* _Aim of the task_:
Provide the records once more, identical to the original.

* _Records for the task_:
◆ ◆ ◆ ◆ ◆
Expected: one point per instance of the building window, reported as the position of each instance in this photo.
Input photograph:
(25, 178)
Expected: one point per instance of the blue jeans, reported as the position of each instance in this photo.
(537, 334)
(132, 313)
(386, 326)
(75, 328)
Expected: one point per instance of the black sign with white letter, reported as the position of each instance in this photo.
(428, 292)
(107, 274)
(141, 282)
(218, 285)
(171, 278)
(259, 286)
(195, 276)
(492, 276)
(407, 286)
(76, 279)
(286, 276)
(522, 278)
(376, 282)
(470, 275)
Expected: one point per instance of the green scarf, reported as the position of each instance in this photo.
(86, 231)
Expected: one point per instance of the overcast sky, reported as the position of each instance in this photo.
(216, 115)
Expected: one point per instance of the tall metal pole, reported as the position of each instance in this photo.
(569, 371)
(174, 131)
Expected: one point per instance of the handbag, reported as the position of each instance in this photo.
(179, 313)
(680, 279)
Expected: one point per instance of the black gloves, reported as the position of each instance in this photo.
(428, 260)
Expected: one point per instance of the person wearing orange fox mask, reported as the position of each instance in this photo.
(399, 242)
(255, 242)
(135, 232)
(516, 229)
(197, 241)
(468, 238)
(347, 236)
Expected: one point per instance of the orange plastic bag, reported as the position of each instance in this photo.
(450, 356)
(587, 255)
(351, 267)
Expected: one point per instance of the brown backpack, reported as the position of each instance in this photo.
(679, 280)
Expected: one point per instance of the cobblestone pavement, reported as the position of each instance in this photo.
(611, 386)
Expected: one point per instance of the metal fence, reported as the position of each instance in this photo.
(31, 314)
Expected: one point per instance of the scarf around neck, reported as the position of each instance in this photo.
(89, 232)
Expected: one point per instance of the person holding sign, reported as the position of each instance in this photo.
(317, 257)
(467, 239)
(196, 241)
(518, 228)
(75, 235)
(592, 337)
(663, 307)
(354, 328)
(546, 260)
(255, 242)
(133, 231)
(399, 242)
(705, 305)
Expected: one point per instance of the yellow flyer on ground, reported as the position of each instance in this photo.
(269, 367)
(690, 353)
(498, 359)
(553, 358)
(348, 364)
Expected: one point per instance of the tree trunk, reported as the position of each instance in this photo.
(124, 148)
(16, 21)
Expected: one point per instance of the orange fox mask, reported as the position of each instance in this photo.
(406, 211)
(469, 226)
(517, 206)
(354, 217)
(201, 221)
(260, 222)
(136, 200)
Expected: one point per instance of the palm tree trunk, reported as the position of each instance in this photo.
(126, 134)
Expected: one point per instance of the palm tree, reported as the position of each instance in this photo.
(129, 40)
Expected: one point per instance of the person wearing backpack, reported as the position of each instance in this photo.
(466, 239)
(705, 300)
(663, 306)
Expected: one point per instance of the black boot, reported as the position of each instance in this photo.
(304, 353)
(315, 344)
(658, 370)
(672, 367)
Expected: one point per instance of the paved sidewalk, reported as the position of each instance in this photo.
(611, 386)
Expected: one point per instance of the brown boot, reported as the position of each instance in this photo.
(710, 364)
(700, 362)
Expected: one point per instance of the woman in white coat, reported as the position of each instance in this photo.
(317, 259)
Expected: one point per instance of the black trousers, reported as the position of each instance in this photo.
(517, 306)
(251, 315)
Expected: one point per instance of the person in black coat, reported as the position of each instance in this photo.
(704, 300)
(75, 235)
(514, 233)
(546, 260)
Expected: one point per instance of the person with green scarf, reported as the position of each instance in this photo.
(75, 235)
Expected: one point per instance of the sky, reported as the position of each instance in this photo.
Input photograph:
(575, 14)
◆ ◆ ◆ ◆ ◆
* _Output for this task_:
Expected: one point per instance of the building window, reported as the position of each instance in this photo.
Input photograph:
(25, 178)
Expected: one point per instance of the blue jeans, reported as the position of each instance in this photo.
(537, 334)
(132, 313)
(386, 326)
(75, 328)
Expected: one point per instance of the black sign with white letter, reported as the position of each instance in this photo.
(428, 292)
(107, 274)
(141, 282)
(218, 285)
(171, 278)
(259, 286)
(195, 276)
(492, 276)
(407, 286)
(76, 279)
(286, 276)
(522, 278)
(376, 282)
(470, 275)
Expected: one point per instance of the green scarf, reported as the position of each instance in this photo.
(86, 231)
Expected: one point per instance of the overcast sky, reported as the position of each instance in this photo.
(216, 115)
Expected: one point per instance of the tall metal pole, reported as the position of each instance in this photo.
(569, 371)
(174, 131)
Expected: one point per instance of the handbag, reported as the position of each instance in this photo.
(179, 313)
(680, 279)
Expected: one point per instance of the black gloves, reported as the position of each instance in this photo.
(428, 260)
Expected: one point per instance of the person wearing orange fox mask, reported as the position of each instance in this photo.
(399, 242)
(255, 242)
(135, 232)
(516, 229)
(197, 241)
(468, 238)
(347, 236)
Expected: one point per instance of the orange plastic bag, reported as the position of each instance in this photo.
(450, 356)
(587, 255)
(351, 267)
Expected: one point per instance of the brown backpack, reported as the position of each instance in this photo.
(679, 280)
Expected: one point per instance of the cobblestone pavement, reported as the position of each instance in this photo.
(611, 386)
Expected: one point per instance of the metal fence, reported as the position of each instance in this photo.
(31, 314)
Expected: one point per instance of the scarf around neck, reported as the position of each instance in this photo.
(89, 232)
Expected: one point per instance of the person holding sign, reported as the position of each instance in this photo.
(317, 257)
(467, 239)
(196, 241)
(518, 228)
(75, 235)
(592, 337)
(663, 307)
(354, 328)
(546, 260)
(255, 242)
(133, 231)
(399, 242)
(705, 305)
Expected: one point per instance of the yellow flyer on ground, reported as the position of each instance in this photo.
(269, 367)
(690, 353)
(498, 359)
(553, 358)
(348, 364)
Expected: one point per instance of the tree trunk, reported as the position of each instance in this photo.
(124, 148)
(16, 21)
Expected: one point per instance of the orange fox mask, reported as the position of each instance in this photo.
(406, 211)
(469, 226)
(517, 206)
(354, 217)
(201, 221)
(260, 222)
(136, 200)
Expected: one point per instance of the palm tree trunk, reported as the position of each instance in this photo.
(126, 134)
Expected: one point per instance of the palm tree, reported as the position of each instance in this photo.
(129, 40)
Expected: one point per instance of the person wearing backpack, reported as the position of each instance in this photo.
(466, 239)
(705, 300)
(663, 306)
Expected: one point per instance of the black boot, reported as the position of each instance in this photo.
(304, 353)
(315, 344)
(658, 370)
(672, 367)
Expected: one point per instance of the paved sidewalk, reported as the position of each instance in this photo.
(611, 386)
Expected: one point per instance of the brown boot, reported as the position of each instance in this photo.
(710, 364)
(700, 362)
Expected: one point per instance of the woman in white coat, reported as the position of each instance in this photo.
(317, 259)
Expected: one point per instance of the black trousers, reported as the position of each instance in this photo.
(517, 306)
(251, 315)
Expected: one point per instance of the person in black coat, reported as the position of each instance in this photo.
(704, 300)
(75, 235)
(514, 233)
(546, 260)
Expected: one point per instance of the person with green scarf, reported as the position of each instance in this photo.
(75, 235)
Expected: one point per instance of the sky, reported as the position of each instance in this photo.
Input photograph:
(575, 14)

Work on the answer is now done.